Passage provided:

Friday, October 14, 1955
Egypt Premier Sees No Hope|
Of Compromise With Israel
By Paul Sann
© 1955, New York Post Corp.
Cairo, Oct. 14-Here from his own lips is Premier Gamal Abdel Nasser's first full and frank statement on the crisis in the Middle East:
He believes he is fighting not Israel alone, but international Jewry and the wealth of the Jews.
He sees himself as a man whose mission is to save the Arab world from domination and ruin at the hands of a "Zionist conspiracy" which, he says, is rooted in the U.S. but has some support in Britain and France.
He concedes that Arab loathing for the Jews is so great ("You don't know how much hatred is directed against Israel") that any talk of peace is idle.
He says he cannot see a single point of compromise, however small, between the Arabs and Israel.
The young Egyptian strongarm man, a husky bruiser in gray slacks and brown sandals and a white shirt open at the neck, talked to me for 2-1/2 hours in his five-room house in the Abbasiya army compound. We were alone except for Nasser's tiger-striped tomcat and a servant who occasionally padded in with soft drinks.
The entire interview was on the record. The Premier said he was telling me things which he had never before discussed for publication. He said he would be surprised if the New York Post printed them because
he believed the Jews so dominated the American press, as well as radio and TV, that "Arab opinion has no chance against Israel."

Stored data entries
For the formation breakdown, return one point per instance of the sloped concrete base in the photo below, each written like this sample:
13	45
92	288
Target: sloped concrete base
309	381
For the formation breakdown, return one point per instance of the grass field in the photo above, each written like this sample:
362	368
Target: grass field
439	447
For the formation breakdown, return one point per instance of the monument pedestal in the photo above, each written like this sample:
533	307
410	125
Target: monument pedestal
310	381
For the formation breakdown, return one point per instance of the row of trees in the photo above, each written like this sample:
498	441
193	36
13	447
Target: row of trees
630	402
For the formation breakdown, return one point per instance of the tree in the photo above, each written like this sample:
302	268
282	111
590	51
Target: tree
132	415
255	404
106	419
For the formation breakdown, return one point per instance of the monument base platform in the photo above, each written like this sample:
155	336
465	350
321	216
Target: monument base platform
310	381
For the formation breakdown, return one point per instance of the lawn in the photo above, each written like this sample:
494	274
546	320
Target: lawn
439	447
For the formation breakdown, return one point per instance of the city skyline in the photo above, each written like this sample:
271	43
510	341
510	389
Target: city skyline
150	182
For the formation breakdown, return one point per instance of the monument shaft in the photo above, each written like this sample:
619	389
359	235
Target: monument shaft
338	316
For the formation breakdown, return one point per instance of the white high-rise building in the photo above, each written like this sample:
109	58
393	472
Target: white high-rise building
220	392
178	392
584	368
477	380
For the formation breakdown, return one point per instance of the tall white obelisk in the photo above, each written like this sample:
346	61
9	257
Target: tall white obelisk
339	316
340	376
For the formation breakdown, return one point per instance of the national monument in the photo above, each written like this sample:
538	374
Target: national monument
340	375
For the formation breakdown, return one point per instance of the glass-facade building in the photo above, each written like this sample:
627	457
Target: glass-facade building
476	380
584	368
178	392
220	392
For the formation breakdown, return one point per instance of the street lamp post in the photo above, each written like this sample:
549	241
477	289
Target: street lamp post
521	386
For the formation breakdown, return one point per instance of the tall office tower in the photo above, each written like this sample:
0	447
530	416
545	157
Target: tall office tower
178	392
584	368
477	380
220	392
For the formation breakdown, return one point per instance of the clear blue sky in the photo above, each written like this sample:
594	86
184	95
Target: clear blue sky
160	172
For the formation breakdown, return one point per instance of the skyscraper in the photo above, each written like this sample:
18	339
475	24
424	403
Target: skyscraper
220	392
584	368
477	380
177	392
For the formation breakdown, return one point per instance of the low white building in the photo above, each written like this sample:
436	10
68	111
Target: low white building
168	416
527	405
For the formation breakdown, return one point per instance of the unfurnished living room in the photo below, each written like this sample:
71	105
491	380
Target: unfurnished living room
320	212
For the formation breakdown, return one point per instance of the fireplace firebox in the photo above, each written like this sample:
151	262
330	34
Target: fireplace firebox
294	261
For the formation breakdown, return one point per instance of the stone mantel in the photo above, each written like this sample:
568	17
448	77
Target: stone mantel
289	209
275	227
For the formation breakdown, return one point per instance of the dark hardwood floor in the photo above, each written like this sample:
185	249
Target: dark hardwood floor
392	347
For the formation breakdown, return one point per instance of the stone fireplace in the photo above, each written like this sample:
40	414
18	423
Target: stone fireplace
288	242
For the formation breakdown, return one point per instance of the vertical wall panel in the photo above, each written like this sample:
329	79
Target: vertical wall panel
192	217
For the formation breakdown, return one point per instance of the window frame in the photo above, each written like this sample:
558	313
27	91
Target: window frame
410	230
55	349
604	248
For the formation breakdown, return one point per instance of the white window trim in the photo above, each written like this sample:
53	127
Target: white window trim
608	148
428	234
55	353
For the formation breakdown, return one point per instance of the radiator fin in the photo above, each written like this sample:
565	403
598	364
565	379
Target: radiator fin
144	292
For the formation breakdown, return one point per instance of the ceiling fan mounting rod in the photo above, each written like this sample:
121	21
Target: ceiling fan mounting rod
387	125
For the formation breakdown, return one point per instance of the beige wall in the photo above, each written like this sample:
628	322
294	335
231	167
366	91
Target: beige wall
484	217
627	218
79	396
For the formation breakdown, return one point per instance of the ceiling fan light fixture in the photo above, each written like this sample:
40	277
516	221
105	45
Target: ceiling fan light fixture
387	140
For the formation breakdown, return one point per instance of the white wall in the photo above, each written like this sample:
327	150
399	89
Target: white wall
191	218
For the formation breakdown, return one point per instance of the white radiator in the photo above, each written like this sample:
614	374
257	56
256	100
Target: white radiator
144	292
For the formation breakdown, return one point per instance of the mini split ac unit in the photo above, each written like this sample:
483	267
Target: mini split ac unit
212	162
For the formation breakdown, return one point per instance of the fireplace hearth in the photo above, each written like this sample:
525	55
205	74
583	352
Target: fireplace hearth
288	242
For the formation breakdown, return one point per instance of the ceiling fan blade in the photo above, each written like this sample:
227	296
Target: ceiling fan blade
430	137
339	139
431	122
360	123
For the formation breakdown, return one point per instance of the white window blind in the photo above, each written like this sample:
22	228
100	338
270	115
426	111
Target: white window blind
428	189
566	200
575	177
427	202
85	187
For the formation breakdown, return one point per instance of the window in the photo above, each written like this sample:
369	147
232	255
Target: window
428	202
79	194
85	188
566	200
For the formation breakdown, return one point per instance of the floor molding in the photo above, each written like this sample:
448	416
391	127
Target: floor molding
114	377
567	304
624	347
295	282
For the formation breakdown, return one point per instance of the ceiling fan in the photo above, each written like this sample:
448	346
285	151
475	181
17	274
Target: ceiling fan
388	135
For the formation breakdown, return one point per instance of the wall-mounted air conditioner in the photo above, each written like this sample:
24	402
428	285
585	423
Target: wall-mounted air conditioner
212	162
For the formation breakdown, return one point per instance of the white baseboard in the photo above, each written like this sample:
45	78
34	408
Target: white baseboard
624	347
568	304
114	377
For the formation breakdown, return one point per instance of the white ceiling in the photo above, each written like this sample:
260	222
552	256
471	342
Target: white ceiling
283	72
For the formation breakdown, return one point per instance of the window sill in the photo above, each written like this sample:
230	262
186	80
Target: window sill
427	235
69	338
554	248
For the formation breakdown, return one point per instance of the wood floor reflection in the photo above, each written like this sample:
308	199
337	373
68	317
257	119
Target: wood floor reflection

What to work on:
According to the news article on Nasser, where did the interview take place? The entries are separate material and have nothing to do with the news article.

Output for this task:
In Nasser's five-room house in the Abbasiya army compound.